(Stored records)
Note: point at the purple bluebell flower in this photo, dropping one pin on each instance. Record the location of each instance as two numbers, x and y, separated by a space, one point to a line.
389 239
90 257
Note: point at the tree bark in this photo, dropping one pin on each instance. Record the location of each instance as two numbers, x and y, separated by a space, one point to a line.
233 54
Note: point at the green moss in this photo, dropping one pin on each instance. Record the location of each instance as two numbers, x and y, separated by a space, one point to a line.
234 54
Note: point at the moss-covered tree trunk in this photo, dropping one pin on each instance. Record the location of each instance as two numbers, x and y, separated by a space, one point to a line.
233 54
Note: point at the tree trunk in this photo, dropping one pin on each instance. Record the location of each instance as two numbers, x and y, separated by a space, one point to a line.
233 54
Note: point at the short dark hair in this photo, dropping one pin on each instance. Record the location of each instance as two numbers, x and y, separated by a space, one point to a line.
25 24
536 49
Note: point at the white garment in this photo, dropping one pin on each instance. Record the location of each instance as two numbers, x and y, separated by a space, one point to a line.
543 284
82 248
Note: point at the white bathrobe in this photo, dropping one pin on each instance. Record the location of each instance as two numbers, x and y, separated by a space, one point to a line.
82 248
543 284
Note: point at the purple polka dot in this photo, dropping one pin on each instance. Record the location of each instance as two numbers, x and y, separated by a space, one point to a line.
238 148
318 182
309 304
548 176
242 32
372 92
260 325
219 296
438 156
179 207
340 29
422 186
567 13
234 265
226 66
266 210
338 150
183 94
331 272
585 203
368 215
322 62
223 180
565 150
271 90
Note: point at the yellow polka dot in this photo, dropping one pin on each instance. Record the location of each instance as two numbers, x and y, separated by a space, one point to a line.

### What to do
The records above need copying again. Keep each word as it is.

### Result of this task
Note: point at the purple bluebell flower in this photo, dropping one pin on each instance. Record the location of each instance as two numbers, x and y, separated by a space, one point to a line.
389 239
90 257
Note: point at the tree bark in this photo, dropping one pin on each instance. Record the location of each instance as two numbers, x and y, separated by a space, one point to a line.
233 54
Note: point at the green moss in this photo, dropping one pin on each instance. Record the location of each instance as two numbers, x and y, separated by a space, one point to a line.
234 54
Note: point at the moss-covered tree trunk in this photo, dropping one pin on each instance. Record the location of each instance as two numbers, x and y, separated by a space, one point to a line.
233 54
Note: point at the tree trunk in this photo, dropping one pin on each instance. Record the location of each instance as two numbers, x and y, separated by a space, one point to a line.
233 54
Note: point at the short dark hair in this photo, dropping one pin on each instance. Record the location of each instance as two numbers, x and y, separated by a space, one point to a line.
25 24
536 49
Note: point at the white garment in this photo, dropping one pin on each instance. Record the location of each instance as two numbers, x and y, separated by a space, one point to a line.
543 284
82 248
Note: point at the white bathrobe in this photo, dropping one pin on each instance. Record the location of each instance as two numbers, x and y, separated by a space, one point to a line.
82 248
543 284
Note: point at the purple polka dot in this photo, dropping one pin on each instance. Record the location of each instance as two numbers, x and y, separated by a space, one point to a line.
238 148
318 182
309 304
548 176
242 32
372 92
260 325
219 296
438 156
179 207
340 29
422 186
567 13
234 265
226 66
266 210
338 150
183 94
331 272
585 203
368 215
322 62
223 180
565 150
271 90
Note: point at the yellow polka dot in this photo, dropping one pin on each instance. Record the location of each instance as two numbers, x and y, separated by a space, one point to a line.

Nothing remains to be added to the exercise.